Work to be completed
Return every row below verbatim, with the pictures left out.

Supplied entries
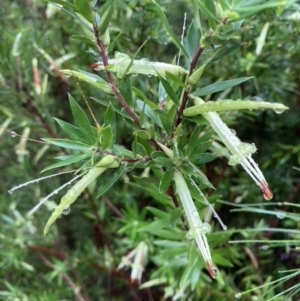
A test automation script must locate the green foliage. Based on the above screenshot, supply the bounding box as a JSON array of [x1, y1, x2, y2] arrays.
[[0, 0, 300, 301]]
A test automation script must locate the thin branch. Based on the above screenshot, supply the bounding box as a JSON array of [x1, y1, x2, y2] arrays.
[[93, 24, 160, 150], [173, 47, 204, 130]]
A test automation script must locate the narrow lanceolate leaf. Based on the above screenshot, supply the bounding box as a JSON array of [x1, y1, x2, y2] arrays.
[[195, 98, 273, 200], [174, 171, 216, 278], [54, 118, 87, 143], [44, 155, 119, 235], [59, 69, 113, 94], [42, 152, 92, 172], [183, 99, 288, 117], [152, 0, 189, 57], [192, 77, 252, 96], [74, 0, 94, 23], [69, 95, 96, 145], [97, 164, 129, 198], [91, 52, 188, 78], [42, 138, 92, 152]]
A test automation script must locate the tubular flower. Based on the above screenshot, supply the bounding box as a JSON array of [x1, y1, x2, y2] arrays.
[[195, 98, 273, 200], [118, 241, 148, 283], [174, 171, 216, 278]]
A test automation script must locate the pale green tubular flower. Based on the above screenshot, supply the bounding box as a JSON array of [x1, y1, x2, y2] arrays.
[[90, 52, 188, 78], [190, 97, 273, 200], [174, 171, 216, 278], [118, 241, 148, 283]]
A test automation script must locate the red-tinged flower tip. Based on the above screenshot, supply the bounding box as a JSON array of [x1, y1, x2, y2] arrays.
[[205, 260, 216, 279], [258, 182, 273, 201]]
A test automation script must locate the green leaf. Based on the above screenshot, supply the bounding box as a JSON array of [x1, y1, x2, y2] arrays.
[[184, 20, 200, 60], [54, 118, 87, 142], [119, 76, 133, 109], [192, 77, 253, 96], [147, 206, 169, 219], [152, 0, 189, 57], [151, 151, 173, 167], [97, 164, 128, 198], [42, 138, 92, 152], [133, 130, 151, 140], [100, 125, 113, 150], [48, 0, 76, 10], [196, 0, 218, 30], [128, 177, 173, 206], [159, 170, 174, 193], [72, 35, 95, 47], [69, 94, 96, 145], [59, 69, 113, 95], [138, 219, 170, 234], [180, 162, 214, 189], [42, 152, 92, 172], [158, 75, 179, 106], [188, 141, 212, 158], [170, 208, 182, 228], [132, 87, 157, 110], [185, 126, 202, 156], [190, 153, 218, 166], [104, 103, 117, 144], [98, 4, 114, 36], [153, 229, 182, 241], [74, 0, 94, 24], [91, 97, 131, 120], [136, 99, 162, 128], [153, 109, 172, 135]]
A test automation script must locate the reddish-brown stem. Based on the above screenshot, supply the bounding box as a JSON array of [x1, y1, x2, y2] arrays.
[[93, 24, 160, 150]]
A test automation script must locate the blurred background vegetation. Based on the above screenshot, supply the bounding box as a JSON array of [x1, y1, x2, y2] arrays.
[[0, 0, 300, 301]]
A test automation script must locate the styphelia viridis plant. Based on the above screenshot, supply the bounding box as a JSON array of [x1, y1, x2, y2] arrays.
[[183, 97, 288, 200]]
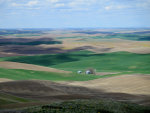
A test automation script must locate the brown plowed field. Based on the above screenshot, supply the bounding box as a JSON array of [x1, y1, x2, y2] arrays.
[[0, 75, 150, 105]]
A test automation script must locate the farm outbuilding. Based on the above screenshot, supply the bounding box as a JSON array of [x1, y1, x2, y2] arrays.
[[77, 71, 82, 74], [85, 70, 92, 75]]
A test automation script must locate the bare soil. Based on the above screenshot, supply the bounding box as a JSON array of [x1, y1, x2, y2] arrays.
[[0, 61, 71, 73], [0, 75, 150, 107]]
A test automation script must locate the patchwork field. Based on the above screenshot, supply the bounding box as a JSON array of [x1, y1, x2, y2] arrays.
[[0, 29, 150, 113]]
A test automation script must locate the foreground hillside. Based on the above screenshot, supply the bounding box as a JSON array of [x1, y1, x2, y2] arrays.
[[0, 51, 150, 73]]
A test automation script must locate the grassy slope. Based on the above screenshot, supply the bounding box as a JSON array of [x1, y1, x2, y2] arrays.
[[0, 68, 110, 81], [25, 99, 150, 113], [0, 51, 150, 73]]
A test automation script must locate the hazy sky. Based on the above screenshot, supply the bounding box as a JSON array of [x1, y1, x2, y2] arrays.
[[0, 0, 150, 28]]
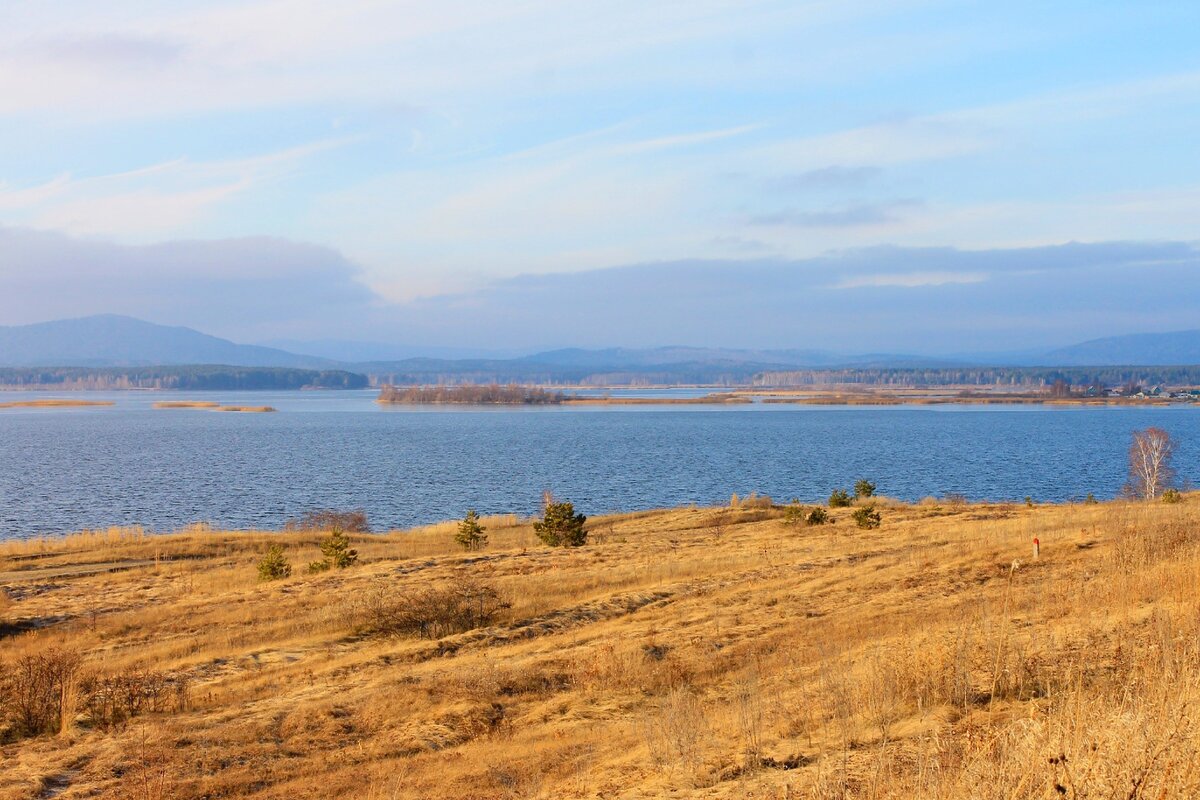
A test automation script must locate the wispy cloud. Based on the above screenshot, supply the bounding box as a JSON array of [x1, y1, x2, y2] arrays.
[[0, 137, 354, 237], [829, 272, 989, 289], [750, 198, 923, 228]]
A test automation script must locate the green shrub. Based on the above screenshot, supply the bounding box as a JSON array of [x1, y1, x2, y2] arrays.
[[308, 528, 359, 572], [854, 477, 875, 500], [454, 509, 487, 551], [533, 503, 588, 547], [258, 545, 292, 581], [854, 505, 883, 528]]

Complete answer
A test automation script must locate the green foliage. Based on the above screenshot, supply the bounding box as a JSON array of [x1, y1, x2, y2] arrays.
[[0, 0, 300, 301]]
A test automation script must locate the thin branch. Based on the above screenshot, supply the bounding box as a JSON array of [x1, y1, x2, y2] arrays.
[[93, 24, 160, 150], [173, 47, 204, 130]]
A test automation script must locate the narrow lanceolate leaf. Based on the above screenshot, supply the bounding box as a JSON array of [x1, y1, x2, y2] arrays.
[[195, 98, 273, 200], [174, 171, 216, 278], [54, 118, 87, 143], [44, 155, 119, 235], [59, 69, 113, 94], [42, 152, 92, 172], [183, 99, 288, 117], [152, 0, 189, 57], [192, 77, 252, 96], [74, 0, 94, 23], [69, 95, 96, 145], [97, 164, 129, 198], [91, 52, 188, 78], [42, 138, 92, 152]]
A test automation script must locate the tubular flower. Based on the above screenshot, supply the bounding box as a JSON array of [x1, y1, x2, y2] arrays.
[[195, 98, 273, 200], [118, 241, 148, 283], [174, 171, 216, 278]]
A test automation script must locate the pale green tubular flower. Based on the above screenshot, supply the bounding box as a JSON array of [x1, y1, x2, y2] arrays.
[[90, 52, 188, 78], [190, 97, 273, 200], [174, 171, 216, 278], [118, 241, 148, 283]]
A test automation script must locate the red-tinged flower tip. Based on the above screenshot, supply the bounding box as a JSON array of [x1, y1, x2, y2] arrays.
[[205, 260, 216, 279], [258, 182, 273, 201]]
A test automation script must locate the green leaf. Based on the above screenshot, supply the bounding box as a JSON array of [x1, y1, x2, y2] arrays.
[[184, 20, 200, 60], [54, 118, 87, 142], [119, 76, 133, 109], [192, 77, 253, 96], [147, 206, 169, 219], [152, 0, 189, 57], [151, 151, 173, 167], [97, 164, 128, 198], [42, 138, 92, 152], [133, 130, 151, 140], [100, 125, 113, 150], [48, 0, 76, 10], [196, 0, 218, 30], [128, 177, 173, 206], [159, 170, 174, 193], [72, 35, 95, 47], [69, 94, 96, 145], [59, 69, 113, 95], [138, 219, 170, 234], [180, 162, 214, 189], [42, 152, 92, 172], [158, 75, 179, 106], [188, 141, 212, 158], [170, 208, 182, 228], [132, 87, 157, 110], [185, 126, 202, 156], [190, 153, 218, 166], [104, 103, 117, 144], [98, 4, 114, 36], [153, 229, 182, 241], [74, 0, 94, 24], [91, 97, 131, 120], [136, 99, 162, 128], [153, 109, 172, 135]]
A test automation script must locate the reddish-brown stem. Based on the above screenshot, supply the bounding box as a JSON array of [x1, y1, x2, y2] arrays.
[[93, 24, 160, 150]]
A test automation script must locate the blurred background vegetation. Based on the above screenshot, supply the bounding box as a JSON array of [x1, y1, x2, y2] arrays.
[[0, 0, 300, 301]]
A test automation script must locate the styphelia viridis plant. Based on the above screenshot, supply the bounding box as a JSON array of [x1, y1, x2, y2] arrays.
[[183, 97, 288, 200]]
A test automation script must locate the brown plowed field. Based on the above screenshot, supply the bounding box as a JSON array of [x1, y1, x2, y2] arrays.
[[0, 75, 150, 105]]
A test automation script must locate the farm outbuilding. Based on the above screenshot, supply the bounding box as a JSON array of [x1, y1, x2, y2] arrays.
[[77, 71, 82, 74], [85, 70, 92, 75]]
A test automation script must locate the bare soil. Based on the above screenshot, supply the bounding box as a JSON array of [x1, y1, x2, y2] arrays.
[[0, 61, 71, 73], [0, 75, 150, 107]]
A test automation script must locate the patchwork field. Based on the above screenshot, supply the bounding box as a JSON array of [x1, y1, x2, y2] arrays.
[[0, 29, 150, 113]]
A test automation script must locate the foreground hillside. Based on the above screenshot, supply the bounding box as a JSON array of [x1, y1, x2, y2] arrays.
[[0, 51, 150, 73]]
A test automation script must locate the grassy slope. Based on the above screenshot, supply the bounding box as a JSON array of [x1, y1, x2, y2] arrays.
[[0, 68, 110, 81], [25, 99, 150, 113], [0, 51, 150, 73]]
A test automation script must locate the hazy sky. Based on the above screenshot, supply the bounding box as a JSON array of [x1, y1, x2, y2] arrays.
[[0, 0, 150, 28]]
A test automation script must locate the wispy cloud. Based on the above screenshot, supply the bounding box as a JSON array of [x1, y1, x2, y2] arrays.
[[0, 137, 354, 237], [829, 272, 989, 289], [750, 198, 923, 228]]
A test automation script must locate the green shrub. Based on the above screenshot, supply the bounding box as a JSON array of [x1, y1, x2, y2] arrays.
[[308, 528, 359, 572], [854, 477, 875, 500], [454, 509, 487, 551], [533, 503, 588, 547], [258, 545, 292, 581], [854, 505, 883, 528]]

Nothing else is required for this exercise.